## EXERCISE REQUIREMENTS
Please reproduce the material below word for word.

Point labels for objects
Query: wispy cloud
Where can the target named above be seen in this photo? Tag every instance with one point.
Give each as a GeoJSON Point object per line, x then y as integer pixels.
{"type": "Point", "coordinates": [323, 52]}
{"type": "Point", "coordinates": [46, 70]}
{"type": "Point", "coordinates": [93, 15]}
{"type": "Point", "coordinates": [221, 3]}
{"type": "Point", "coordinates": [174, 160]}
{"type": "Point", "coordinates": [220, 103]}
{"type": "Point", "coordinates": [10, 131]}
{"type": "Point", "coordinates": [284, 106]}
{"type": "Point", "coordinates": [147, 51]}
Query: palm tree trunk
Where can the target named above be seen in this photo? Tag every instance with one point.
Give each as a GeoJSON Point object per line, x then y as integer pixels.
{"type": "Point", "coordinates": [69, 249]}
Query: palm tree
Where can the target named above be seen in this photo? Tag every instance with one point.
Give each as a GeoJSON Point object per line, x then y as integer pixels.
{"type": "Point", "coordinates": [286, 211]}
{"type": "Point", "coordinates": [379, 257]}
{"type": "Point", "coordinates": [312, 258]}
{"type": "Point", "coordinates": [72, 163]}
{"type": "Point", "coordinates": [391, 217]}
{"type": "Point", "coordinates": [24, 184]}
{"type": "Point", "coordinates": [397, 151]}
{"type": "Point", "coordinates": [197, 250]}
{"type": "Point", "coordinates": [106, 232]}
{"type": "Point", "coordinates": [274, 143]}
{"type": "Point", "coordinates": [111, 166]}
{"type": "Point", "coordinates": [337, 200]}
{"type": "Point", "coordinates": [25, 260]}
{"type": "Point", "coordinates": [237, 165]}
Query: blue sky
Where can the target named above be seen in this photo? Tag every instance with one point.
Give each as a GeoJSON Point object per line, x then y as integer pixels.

## REPLY TO THE EXERCISE
Query: wispy cloud
Where can the target named above be seen in this photo? Tag every instance with one point.
Give each as a GeoJSON Point object per line, x then y as integer pixels.
{"type": "Point", "coordinates": [323, 52]}
{"type": "Point", "coordinates": [46, 70]}
{"type": "Point", "coordinates": [93, 15]}
{"type": "Point", "coordinates": [221, 3]}
{"type": "Point", "coordinates": [174, 160]}
{"type": "Point", "coordinates": [220, 103]}
{"type": "Point", "coordinates": [10, 131]}
{"type": "Point", "coordinates": [284, 106]}
{"type": "Point", "coordinates": [147, 51]}
Query: palm tree trunk
Where can the target named above be seen in this photo? Tag every instance with one point.
Give each as a GeoJSON Point object per line, x then y as integer pixels.
{"type": "Point", "coordinates": [69, 249]}
Query: palm tree
Where can the target named above be seen in this photo? Tag every instance with one point.
Give each as a GeoJSON Point object per line, x then y as integer pixels.
{"type": "Point", "coordinates": [286, 211]}
{"type": "Point", "coordinates": [379, 257]}
{"type": "Point", "coordinates": [312, 258]}
{"type": "Point", "coordinates": [72, 163]}
{"type": "Point", "coordinates": [391, 217]}
{"type": "Point", "coordinates": [24, 184]}
{"type": "Point", "coordinates": [397, 151]}
{"type": "Point", "coordinates": [197, 250]}
{"type": "Point", "coordinates": [106, 232]}
{"type": "Point", "coordinates": [274, 143]}
{"type": "Point", "coordinates": [111, 166]}
{"type": "Point", "coordinates": [337, 200]}
{"type": "Point", "coordinates": [25, 260]}
{"type": "Point", "coordinates": [237, 165]}
Query: blue sky
Where can the target named above be seen in this photo? Tag every instance with one point.
Give each as a GeoJSON Point object per line, x then y as integer pixels.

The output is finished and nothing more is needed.